=== DIRECTIONS ===
Each of the lines below must be written out exactly as shown.
##### RECORDS SHOWN #####
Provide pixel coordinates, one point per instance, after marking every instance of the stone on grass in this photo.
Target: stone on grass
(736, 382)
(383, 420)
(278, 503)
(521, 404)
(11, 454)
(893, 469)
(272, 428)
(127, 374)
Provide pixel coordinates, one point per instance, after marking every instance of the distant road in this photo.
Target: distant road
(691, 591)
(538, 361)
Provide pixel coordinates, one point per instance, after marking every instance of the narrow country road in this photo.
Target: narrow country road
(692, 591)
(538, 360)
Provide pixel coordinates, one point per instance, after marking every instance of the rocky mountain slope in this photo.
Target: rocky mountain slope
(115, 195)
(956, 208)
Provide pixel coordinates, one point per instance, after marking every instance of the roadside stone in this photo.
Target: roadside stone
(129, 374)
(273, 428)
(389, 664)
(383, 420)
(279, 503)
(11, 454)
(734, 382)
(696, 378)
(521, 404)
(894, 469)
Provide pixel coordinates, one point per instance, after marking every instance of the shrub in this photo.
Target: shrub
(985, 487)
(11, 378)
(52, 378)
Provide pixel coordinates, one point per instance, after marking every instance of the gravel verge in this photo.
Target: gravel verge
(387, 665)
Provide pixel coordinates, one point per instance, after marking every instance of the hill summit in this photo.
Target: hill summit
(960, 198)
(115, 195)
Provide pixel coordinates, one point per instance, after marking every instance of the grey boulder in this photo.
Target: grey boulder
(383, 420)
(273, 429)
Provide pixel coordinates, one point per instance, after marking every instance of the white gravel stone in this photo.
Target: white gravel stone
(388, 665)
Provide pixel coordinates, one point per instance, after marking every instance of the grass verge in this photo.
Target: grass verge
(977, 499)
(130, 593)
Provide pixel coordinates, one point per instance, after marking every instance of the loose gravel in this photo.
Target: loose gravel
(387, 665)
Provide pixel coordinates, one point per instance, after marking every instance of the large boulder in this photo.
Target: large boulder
#####
=== EXPECTED ANSWER ===
Provide pixel coordinates, one point per instance, after marking every instance of the stone on grass in this photo.
Target: stone on grass
(736, 382)
(383, 420)
(278, 503)
(521, 404)
(11, 454)
(893, 469)
(272, 428)
(127, 374)
Provide pixel coordinates, one point per instance, after marking every instance of the distant road in this photo.
Target: distant road
(691, 591)
(538, 361)
Provide pixel coordinates, one point per instance, after marking every instance of the narrow country road in this photo.
Target: narrow country road
(692, 591)
(538, 360)
Provide pixel coordinates, one point per instance, after marking every instance of the rocky mountain slope in this photo.
Target: rocky mountain slope
(115, 195)
(956, 208)
Provide pixel coordinates, one point per instance, after marking every instance of the roadside stone in this photo.
Target: roadside stone
(129, 374)
(273, 428)
(389, 664)
(383, 420)
(279, 503)
(11, 454)
(734, 382)
(696, 378)
(521, 404)
(894, 469)
Provide pixel coordinates, one point per instance, after marking every instance of the shrub in this photo.
Target: shrub
(985, 487)
(11, 378)
(52, 378)
Provide pixel coordinates, one point per instance, after marking every instance of the gravel verge in this photo.
Target: gravel verge
(387, 665)
Provide pixel coordinates, one point per instance, after marking every instance of the hill summit in this photo.
Target: hill summit
(960, 198)
(115, 195)
Provide pixel coordinates, one point per instance, after marking every instance of the grey boulder in this photo.
Target: grey boulder
(383, 420)
(273, 429)
Provide pixel coordinates, one point per instance, after marking every instance of the white gravel stone in this photo.
Target: white gravel stone
(388, 665)
Provide pixel coordinates, one point per instance, after marking every instance of the grass verge in this photo.
Target: grass verge
(977, 499)
(130, 593)
Provide pixel coordinates, one point per instance, after marking every instance of the loose gravel in this photo.
Target: loose gravel
(387, 665)
Provide pixel coordinates, one point per instance, after marking every instance of the large boulder in this photo.
Target: large boulder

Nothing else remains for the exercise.